• [Set exercise] Your task is to extract the lines from the one holding "For the evaluation set, tag each instance of the white dress" through the end of the material. Set them down exactly and add nothing.
---------- Information supplied ----------
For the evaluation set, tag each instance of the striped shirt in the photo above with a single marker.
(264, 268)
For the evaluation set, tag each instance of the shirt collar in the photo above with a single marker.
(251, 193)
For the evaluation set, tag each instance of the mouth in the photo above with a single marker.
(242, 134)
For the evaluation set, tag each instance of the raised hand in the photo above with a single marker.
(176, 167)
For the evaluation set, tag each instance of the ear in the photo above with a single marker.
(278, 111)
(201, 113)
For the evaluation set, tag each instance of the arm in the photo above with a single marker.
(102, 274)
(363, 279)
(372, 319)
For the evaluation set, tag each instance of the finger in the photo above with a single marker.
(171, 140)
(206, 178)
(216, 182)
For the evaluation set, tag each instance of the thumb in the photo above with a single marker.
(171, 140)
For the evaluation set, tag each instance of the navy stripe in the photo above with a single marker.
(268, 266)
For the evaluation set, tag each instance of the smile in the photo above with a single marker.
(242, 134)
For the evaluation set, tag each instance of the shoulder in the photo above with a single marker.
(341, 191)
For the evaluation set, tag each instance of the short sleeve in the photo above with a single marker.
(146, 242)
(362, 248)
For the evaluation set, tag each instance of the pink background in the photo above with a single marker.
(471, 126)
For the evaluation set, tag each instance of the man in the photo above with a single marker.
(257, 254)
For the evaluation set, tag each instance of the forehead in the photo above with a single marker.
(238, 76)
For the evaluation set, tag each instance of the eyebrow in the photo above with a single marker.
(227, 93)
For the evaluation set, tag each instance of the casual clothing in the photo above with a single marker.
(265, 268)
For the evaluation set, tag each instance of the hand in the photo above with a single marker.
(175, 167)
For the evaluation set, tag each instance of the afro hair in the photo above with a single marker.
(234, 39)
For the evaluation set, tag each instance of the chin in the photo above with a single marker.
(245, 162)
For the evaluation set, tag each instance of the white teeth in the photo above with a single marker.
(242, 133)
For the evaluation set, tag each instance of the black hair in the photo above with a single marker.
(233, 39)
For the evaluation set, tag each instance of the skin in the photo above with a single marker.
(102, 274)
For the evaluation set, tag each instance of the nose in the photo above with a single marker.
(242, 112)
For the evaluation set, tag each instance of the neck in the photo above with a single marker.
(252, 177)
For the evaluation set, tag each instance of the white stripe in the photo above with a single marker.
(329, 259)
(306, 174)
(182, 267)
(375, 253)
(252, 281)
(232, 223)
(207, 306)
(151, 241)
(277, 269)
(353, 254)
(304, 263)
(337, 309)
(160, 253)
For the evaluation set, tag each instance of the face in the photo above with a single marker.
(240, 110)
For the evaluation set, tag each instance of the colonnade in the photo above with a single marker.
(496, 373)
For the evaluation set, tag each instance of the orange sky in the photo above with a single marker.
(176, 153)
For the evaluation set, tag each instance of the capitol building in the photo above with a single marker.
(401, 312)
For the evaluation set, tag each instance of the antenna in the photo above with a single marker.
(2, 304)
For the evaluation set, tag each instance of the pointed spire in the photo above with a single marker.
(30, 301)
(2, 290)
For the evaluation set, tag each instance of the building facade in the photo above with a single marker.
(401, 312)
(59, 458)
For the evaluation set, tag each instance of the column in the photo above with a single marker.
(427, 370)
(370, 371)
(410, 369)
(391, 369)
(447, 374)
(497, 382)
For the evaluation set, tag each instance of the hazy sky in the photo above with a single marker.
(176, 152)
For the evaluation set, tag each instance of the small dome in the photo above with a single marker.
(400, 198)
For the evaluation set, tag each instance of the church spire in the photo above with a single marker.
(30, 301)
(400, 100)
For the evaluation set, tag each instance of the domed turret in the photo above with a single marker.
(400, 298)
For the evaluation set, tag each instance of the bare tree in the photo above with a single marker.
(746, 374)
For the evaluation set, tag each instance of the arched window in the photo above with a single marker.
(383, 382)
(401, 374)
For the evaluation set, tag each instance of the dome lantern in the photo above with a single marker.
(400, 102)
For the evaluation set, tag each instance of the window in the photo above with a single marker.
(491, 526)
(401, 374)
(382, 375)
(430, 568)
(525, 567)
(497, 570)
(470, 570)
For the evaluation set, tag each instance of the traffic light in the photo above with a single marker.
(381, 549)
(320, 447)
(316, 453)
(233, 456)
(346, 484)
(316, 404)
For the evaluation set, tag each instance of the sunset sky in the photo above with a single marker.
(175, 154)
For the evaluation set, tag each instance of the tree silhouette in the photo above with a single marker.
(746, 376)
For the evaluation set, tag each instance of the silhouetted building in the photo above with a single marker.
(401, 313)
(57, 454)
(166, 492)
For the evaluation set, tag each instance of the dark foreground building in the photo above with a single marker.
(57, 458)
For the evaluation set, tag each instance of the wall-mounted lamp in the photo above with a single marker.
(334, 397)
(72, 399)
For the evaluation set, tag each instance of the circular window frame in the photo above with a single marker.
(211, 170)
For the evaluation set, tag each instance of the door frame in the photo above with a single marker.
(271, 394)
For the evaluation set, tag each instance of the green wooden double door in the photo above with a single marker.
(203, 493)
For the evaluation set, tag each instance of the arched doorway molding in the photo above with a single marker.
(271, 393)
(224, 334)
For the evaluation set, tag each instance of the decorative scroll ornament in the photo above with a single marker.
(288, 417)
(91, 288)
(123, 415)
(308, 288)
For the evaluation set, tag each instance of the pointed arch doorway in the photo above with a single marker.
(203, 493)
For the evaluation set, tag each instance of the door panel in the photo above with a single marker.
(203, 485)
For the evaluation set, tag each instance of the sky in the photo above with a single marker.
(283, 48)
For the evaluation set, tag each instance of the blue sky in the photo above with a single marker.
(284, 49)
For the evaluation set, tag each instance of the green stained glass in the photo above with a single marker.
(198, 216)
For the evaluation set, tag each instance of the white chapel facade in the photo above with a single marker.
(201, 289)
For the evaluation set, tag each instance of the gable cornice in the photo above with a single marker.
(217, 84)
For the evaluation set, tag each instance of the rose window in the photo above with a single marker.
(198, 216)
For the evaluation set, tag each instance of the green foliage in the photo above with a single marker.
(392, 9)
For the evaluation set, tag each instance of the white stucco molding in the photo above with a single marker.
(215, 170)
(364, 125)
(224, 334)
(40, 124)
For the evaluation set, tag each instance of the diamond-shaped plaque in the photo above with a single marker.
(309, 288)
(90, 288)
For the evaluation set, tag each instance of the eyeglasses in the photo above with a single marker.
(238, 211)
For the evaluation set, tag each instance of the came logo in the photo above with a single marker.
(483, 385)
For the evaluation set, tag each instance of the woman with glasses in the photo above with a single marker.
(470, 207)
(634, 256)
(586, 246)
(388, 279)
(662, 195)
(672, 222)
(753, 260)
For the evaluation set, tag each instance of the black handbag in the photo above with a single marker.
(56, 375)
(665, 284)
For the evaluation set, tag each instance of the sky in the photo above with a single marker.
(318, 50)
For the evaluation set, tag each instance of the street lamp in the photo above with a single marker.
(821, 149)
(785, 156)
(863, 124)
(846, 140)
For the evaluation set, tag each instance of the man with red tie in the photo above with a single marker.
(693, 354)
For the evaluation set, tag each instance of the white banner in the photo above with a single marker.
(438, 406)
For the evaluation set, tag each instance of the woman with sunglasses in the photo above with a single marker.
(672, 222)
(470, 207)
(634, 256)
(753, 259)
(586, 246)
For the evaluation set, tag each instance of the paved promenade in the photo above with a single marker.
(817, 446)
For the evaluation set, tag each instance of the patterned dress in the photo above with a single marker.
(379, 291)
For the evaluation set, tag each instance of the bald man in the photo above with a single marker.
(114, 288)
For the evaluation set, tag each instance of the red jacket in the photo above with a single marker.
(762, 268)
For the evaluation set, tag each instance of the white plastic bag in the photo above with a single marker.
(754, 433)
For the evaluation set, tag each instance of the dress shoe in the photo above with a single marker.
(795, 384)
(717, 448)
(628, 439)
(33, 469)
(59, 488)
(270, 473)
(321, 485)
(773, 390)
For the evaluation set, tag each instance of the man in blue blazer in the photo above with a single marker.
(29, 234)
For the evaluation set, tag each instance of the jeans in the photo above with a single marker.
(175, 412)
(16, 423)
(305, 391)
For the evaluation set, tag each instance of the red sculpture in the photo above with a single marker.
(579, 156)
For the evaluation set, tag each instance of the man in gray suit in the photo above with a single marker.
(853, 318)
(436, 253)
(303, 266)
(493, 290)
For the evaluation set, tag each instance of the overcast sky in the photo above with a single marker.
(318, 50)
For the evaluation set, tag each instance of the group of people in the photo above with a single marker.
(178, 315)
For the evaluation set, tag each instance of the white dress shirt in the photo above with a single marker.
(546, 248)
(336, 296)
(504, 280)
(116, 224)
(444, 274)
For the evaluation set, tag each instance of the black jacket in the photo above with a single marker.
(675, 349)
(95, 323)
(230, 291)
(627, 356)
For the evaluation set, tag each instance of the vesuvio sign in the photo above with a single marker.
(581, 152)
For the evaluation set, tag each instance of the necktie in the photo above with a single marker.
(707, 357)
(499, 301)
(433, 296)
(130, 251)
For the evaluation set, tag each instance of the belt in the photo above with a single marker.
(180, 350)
----------
• [Solution below]
For the evaluation set, tag each instance of the white dress shirt in the photo above with a single marker.
(546, 248)
(336, 296)
(504, 280)
(116, 224)
(444, 274)
For the evaluation set, tag each instance of the black jacket in the photo above with a single marker.
(675, 349)
(95, 323)
(230, 291)
(627, 356)
For the evaluation set, tag each instance of the vesuvio sign in the photo above with a single marker.
(581, 152)
For the evaluation set, tag each instance of the necktie in the photo above with a single marker.
(707, 357)
(499, 301)
(433, 296)
(130, 251)
For the evaluation set, tag each instance of the belt in the photo above with a single marker.
(180, 350)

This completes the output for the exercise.